[begin DOCUMENT EXTRACT]

More importantly, Slide filed a registration statement with the SEC to go public through an IPO. That is a capital-raising move, not a wind-down. Companies that are closing don’t prepare for public markets.
According to analyst coverage from the Motley Fool, Slide reached roughly $1 billion in revenue within about four years of founding and raised $400–500 million through its IPO. That puts the company at a multi-billion-dollar market cap. That picture doesn’t match a company on the verge of collapse.
So if you’re asking whether your policy is about to become worthless because Slide is shutting down — the available evidence says no. But there are still things worth understanding before you feel completely comfortable.
Why So Many People Are Asking This Question
The concern isn’t coming from nowhere. Florida’s property insurance market has seen a string of insolvencies and liquidations in recent years. Consumers have learned the hard way that newer or smaller carriers can fail fast.
Slide was founded in 2021 by Bruce and Shannon Lucas in Tampa. That makes it a relatively new player in a market where some carriers didn’t survive even a few years. When a brand-new insurer starts appearing in transfer letters, people get nervous.
There’s also the association with troubled carriers. Slide has taken over policy books from failed insurers and from Citizens Property Insurance Corporation — Florida’s state-backed insurer of last resort. Citizens runs a depopulation program designed to push policyholders into the private market. When Slide takes on those policies, it inherits a visible connection to instability, even if it isn’t unstable itself.
If you received a letter saying your Citizens policy is moving to Slide and you’ve never heard of the company, searching for reviews is the logical next step. And once you see a mix of complaints and news coverage, the worry grows. That cycle explains most of the search traffic behind this question.
The Real Controversies Around Slide
There are legitimate criticisms of Slide that go beyond rumor. It’s worth looking at them honestly, without overstating what they mean for the company’s solvency.
The Consumer Federation of America has publicly criticized Slide for receiving what it describes as “sweetheart deals” from Florida regulators. One cited example involves the Florida Office of Insurance Regulation helping broker a $400 million arrangement where Slide took over a bankrupt insurer’s book of business. Critics argue this benefited the company and its CEO more than the policyholders involved.
Those same critics allege that some policyholders faced denied claims, excessive paperwork, inadequate settlements, and in some cases premium increases of up to 500% after their policies were transferred. These are serious customer service and claims handling concerns.
The Better Business Bureau shows a pattern of complaints involving claims delays, settlement disputes, and communication problems. Local news outlets have also run stories featuring frustrated policyholders whose claims weren’t resolved to their satisfaction, sometimes alongside reporting on CEO compensation — a contrast that fuels public skepticism.

[end DOCUMENT EXTRACT]
[begin GIVEN DATA]

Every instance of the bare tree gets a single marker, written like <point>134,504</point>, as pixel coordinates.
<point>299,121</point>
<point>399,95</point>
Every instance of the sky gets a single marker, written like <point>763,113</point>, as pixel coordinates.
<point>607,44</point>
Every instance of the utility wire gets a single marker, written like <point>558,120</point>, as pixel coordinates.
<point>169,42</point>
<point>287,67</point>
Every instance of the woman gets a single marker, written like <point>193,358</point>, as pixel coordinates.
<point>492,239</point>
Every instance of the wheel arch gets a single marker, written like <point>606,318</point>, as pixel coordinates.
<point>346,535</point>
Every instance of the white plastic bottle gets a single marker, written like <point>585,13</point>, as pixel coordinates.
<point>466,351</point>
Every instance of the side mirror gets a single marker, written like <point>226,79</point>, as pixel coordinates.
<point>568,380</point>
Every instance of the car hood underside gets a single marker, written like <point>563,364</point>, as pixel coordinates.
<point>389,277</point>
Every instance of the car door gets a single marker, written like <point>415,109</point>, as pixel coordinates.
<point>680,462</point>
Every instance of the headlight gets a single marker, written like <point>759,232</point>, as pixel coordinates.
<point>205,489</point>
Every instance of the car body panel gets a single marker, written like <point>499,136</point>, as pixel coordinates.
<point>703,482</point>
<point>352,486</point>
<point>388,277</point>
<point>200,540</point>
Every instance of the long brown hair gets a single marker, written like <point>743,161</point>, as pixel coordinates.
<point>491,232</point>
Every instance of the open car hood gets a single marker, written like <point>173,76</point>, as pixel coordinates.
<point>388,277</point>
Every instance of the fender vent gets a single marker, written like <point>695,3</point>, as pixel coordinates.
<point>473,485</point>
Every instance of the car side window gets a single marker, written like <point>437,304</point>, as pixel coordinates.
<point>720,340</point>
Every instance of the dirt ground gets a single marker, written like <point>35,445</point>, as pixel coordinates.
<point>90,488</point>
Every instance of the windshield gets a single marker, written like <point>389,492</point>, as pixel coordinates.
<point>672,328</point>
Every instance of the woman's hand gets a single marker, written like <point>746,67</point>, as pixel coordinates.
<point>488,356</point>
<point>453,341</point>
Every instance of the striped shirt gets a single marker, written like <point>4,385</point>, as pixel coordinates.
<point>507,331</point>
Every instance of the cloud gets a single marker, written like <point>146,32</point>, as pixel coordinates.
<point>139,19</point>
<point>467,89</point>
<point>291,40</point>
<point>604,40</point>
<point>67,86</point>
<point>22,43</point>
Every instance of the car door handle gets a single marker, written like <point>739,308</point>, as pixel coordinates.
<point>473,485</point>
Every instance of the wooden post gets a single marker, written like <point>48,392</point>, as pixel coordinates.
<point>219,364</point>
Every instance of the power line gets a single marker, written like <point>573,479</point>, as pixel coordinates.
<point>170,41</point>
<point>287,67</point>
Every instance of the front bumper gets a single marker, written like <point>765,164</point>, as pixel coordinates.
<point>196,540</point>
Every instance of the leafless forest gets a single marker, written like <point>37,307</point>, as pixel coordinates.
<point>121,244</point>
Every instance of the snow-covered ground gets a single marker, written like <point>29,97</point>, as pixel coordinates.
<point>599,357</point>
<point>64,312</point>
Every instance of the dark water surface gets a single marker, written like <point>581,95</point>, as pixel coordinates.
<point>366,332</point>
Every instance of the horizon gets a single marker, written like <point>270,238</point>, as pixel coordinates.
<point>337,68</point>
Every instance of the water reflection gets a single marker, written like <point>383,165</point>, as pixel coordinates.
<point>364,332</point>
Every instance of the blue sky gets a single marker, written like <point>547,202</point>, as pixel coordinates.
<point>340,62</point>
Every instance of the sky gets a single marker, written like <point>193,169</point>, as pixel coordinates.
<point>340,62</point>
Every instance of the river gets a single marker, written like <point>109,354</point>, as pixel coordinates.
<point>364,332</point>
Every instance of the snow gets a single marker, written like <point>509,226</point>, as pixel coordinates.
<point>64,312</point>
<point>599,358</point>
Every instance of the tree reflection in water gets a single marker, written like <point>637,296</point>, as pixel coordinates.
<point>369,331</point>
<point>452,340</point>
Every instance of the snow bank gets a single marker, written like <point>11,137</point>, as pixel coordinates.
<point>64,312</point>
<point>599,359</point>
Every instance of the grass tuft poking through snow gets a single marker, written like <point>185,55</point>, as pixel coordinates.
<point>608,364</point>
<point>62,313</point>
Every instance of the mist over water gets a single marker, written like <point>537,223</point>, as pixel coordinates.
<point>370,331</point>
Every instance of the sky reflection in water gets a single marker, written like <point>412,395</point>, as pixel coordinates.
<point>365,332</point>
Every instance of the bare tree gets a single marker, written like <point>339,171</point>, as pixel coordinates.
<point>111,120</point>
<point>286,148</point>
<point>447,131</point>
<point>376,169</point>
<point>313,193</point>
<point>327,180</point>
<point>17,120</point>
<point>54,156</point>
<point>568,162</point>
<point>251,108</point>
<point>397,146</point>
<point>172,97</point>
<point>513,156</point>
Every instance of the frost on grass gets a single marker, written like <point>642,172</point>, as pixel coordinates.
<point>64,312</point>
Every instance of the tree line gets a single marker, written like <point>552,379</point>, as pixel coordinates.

[end GIVEN DATA]

*COMPLETE THE FOLLOWING*:
A. In the text about Slide insurance, in which city was Slide founded?
B. From the text about Slide insurance, return word for word the passage that begins at the words "So if you’re" and stops after the words "can fail fast.".
The listing has no connection to the text about Slide insurance.

*RESULTS BY TASK*:
A. Tampa

B.
So if you’re asking whether your policy is about to become worthless because Slide is shutting down — the available evidence says no. But there are still things worth understanding before you feel completely comfortable.
Why So Many People Are Asking This Question
The concern isn’t coming from nowhere. Florida’s property insurance market has seen a string of insolvencies and liquidations in recent years. Consumers have learned the hard way that newer or smaller carriers can fail fast.